▶ _Task input_
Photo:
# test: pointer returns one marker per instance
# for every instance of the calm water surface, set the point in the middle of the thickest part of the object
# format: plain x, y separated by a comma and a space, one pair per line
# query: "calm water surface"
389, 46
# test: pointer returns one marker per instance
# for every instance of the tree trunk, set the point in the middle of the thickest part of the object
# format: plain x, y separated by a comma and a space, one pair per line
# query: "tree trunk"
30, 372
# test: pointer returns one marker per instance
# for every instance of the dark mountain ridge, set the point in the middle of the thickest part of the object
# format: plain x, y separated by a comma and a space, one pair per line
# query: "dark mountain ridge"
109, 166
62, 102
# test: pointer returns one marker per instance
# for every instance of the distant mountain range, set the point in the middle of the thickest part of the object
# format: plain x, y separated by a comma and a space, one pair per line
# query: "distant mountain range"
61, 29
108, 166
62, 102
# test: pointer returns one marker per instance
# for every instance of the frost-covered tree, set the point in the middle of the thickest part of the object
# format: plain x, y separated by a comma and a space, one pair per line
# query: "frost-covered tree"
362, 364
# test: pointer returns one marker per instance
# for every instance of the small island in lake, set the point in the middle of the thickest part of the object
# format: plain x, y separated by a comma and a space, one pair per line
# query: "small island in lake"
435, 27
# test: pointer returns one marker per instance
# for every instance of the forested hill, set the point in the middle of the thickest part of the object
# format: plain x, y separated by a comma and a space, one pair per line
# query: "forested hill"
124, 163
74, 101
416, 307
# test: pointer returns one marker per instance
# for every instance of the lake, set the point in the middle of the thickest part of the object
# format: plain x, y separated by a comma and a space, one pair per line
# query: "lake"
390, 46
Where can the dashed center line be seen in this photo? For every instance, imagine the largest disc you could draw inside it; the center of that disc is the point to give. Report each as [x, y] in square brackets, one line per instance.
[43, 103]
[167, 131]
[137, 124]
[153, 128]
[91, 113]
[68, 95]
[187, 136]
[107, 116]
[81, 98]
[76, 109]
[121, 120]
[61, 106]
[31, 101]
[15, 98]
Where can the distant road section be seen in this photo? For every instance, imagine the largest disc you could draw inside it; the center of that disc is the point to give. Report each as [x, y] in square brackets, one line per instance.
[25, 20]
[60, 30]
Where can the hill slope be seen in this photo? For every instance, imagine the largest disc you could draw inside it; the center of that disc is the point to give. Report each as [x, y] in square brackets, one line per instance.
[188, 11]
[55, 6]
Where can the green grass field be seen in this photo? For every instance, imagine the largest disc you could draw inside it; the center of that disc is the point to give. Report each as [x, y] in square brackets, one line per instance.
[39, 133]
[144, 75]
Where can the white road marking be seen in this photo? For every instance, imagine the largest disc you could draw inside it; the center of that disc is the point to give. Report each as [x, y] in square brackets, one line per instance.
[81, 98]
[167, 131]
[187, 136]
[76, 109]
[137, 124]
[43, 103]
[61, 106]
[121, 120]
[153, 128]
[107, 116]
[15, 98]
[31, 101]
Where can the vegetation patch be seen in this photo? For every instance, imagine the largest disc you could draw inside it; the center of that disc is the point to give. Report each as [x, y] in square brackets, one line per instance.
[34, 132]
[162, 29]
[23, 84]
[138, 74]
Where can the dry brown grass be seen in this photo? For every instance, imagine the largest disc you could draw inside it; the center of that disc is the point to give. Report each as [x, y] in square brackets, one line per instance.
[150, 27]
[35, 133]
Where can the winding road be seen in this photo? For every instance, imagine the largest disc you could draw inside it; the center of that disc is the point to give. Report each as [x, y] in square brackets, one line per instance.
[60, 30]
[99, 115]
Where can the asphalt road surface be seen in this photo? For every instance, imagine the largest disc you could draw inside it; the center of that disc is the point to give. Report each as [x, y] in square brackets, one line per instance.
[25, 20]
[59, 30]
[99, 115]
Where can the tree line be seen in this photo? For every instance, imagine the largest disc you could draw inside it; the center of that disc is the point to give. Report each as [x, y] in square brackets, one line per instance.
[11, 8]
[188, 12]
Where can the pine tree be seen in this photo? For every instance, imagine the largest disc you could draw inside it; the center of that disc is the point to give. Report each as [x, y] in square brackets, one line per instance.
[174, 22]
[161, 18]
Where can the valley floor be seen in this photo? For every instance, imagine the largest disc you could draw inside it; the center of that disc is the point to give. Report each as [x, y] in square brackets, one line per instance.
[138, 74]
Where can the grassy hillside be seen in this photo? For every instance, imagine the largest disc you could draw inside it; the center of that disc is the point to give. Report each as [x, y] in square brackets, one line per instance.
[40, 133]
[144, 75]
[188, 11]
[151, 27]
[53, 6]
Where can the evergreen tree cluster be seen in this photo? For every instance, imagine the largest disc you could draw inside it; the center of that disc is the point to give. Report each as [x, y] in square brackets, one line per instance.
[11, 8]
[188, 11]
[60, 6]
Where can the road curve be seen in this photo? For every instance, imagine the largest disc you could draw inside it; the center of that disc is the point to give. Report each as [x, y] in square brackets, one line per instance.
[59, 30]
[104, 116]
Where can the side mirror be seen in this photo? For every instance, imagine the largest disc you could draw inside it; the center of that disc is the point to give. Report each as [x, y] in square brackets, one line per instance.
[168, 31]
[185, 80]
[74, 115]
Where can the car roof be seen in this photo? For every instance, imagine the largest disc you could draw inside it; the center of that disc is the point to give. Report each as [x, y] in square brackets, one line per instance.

▶ _Set exercise_
Reproduce the material above line for line, keeping every character and the original order.

▶ _Complete output_
Photo:
# test: pointer returns one marker per instance
# for every instance of the calm water surface, set the point in the middle of the thickest part of the object
# format: plain x, y separated by a comma and a space, one pair per line
# query: "calm water surface"
389, 46
# test: pointer returns one marker per instance
# for every instance of the tree trunk, set the point in the middle of the thickest part of the object
# format: plain x, y separated by a comma and a space, one pair per line
# query: "tree trunk"
30, 372
# test: pointer returns one marker per instance
# for every instance of the dark mountain ridge, set the point in the middle of the thickest part of the object
# format: plain x, y separated by a comma and a space, one pair per line
# query: "dark mountain ridge"
109, 166
62, 102
# test: pointer returns one marker per instance
# for every instance of the distant mountain range, set the point in the middle of the thickest part of the object
# format: plain x, y separated by a comma and a space, one pair per line
# query: "distant mountain range"
61, 29
108, 166
62, 102
# test: pointer returns one marker per instance
# for every instance of the frost-covered tree, set the point in the middle of the thickest part of the object
# format: plain x, y separated by a comma and a space, one pair per line
# query: "frost-covered tree"
362, 364
# test: pointer returns one marker per instance
# for every instance of the small island in lake, set the point in the middle of the thickest part of the object
# format: plain x, y separated by a comma and a space, one pair per line
# query: "small island in lake"
435, 27
# test: pointer returns one marker per instance
# for every instance of the forested hill, set the point in the middle of the thickest part of the object
# format: plain x, y separated by a comma and a space, one pair per line
# query: "forested hill"
124, 163
74, 101
416, 307
# test: pointer returns one marker per instance
# for every instance of the lake, set the point in the middle of the thickest part of the object
# format: plain x, y separated by a comma and a space, one pair per line
# query: "lake"
390, 46
Where can the dashed center line be seen in this photo? For every instance, imagine the largest disc you could draw inside it; the center of that disc is the point to give. Report each as [x, y] in square brackets, one line per instance.
[43, 103]
[167, 131]
[137, 124]
[153, 128]
[91, 113]
[68, 95]
[187, 136]
[107, 116]
[81, 98]
[76, 109]
[121, 120]
[61, 106]
[31, 101]
[15, 98]
Where can the distant road section be seen in this photo? For every instance, imagine the largest disc you could draw inside it; the center of that disc is the point to give. Report each as [x, y] in square brackets, one line per instance.
[25, 20]
[60, 30]
Where can the hill slope be seen in this photo? For every instance, imagine the largest disc you could draw inside it; the center of that disc is the point to give. Report each as [x, y] in square brackets, one line per instance.
[188, 11]
[55, 6]
Where can the green grass field be seen in this photo? For every instance, imagine the largest disc you could draw inside it; the center of that disc is the point to give. Report each as [x, y] in square brackets, one line per instance.
[39, 133]
[144, 75]
Where can the white road marking be seen in this photo? For every instance, imagine the largest disc you could draw inside it; the center of that disc is the point to give. Report each as [x, y] in square brackets, one line per instance.
[81, 98]
[167, 131]
[187, 136]
[76, 109]
[137, 124]
[43, 103]
[61, 106]
[121, 120]
[153, 128]
[107, 116]
[15, 98]
[31, 101]
Where can the vegetation patch be seen in this photo? For every instance, imagine the largest disc you could draw inside it; the center of that disc is the point to give. Report each as [x, y] in square brackets, one line per instance.
[34, 132]
[162, 29]
[23, 84]
[138, 74]
Where can the dry brown grass be seen in this photo? For every instance, imagine the largest disc you could draw inside it; the center of that disc is the point to give. Report each as [x, y] in square brackets, one line per instance.
[150, 27]
[35, 133]
Where can the winding road be seen in this photo? For every instance, imagine the largest disc you could draw inside it; the center of that disc is the point to give. Report each as [x, y] in square brackets, one line per instance.
[60, 30]
[99, 115]
Where can the asphalt road surface be seen in this photo? For every instance, imagine the largest disc you could draw inside it; the center of that disc is the point to give. Report each as [x, y] in square brackets, one line per instance.
[25, 20]
[59, 30]
[99, 115]
Where can the tree line be seen in this photo? For every instance, imagine the largest disc you could draw inside it; the center of that disc is the point to give. Report each as [x, y] in square brackets, one line per instance.
[11, 8]
[188, 12]
Where can the pine tree be seen in this photo? For every instance, imagine the largest disc you could draw inside it; the center of that disc is the point to give. Report each as [x, y] in square brackets, one line per instance.
[174, 22]
[161, 18]
Where can the valley floor be seen in this photo? For every instance, imagine the largest disc you could draw inside it; the center of that disc is the point to give. Report each as [x, y] in square brackets, one line per instance.
[138, 74]
Where can the grassy hillside be seen in this photo? For every instance, imagine the largest disc you could draw inside it; the center of that disc is the point to give. Report each as [x, y] in square brackets, one line per instance.
[40, 133]
[144, 75]
[188, 11]
[151, 27]
[53, 6]
Where can the evergreen tree cluster be seen in this photo? For every instance, imagine the largest disc you could draw inside it; the center of that disc is the point to give. Report each as [x, y] in square brackets, one line per instance.
[11, 8]
[188, 11]
[60, 6]
Where can the road curve be seen in this photo? For every instance, imagine the largest disc you could draw inside it; the center of that disc is the point to give. Report each as [x, y] in square brackets, one line per instance.
[59, 30]
[104, 116]
Where can the side mirror be seen in this photo? For every instance, imagine the largest disc you could draw inside it; the center of that disc is the point to give. Report each as [x, y] in square brackets, one line per instance.
[168, 31]
[185, 80]
[74, 115]
Where can the car roof be seen in this photo? For every instance, imagine the largest disc you could draw inside it; the center of that disc is the point to give. Report each as [x, y] in square brackets, one line per instance.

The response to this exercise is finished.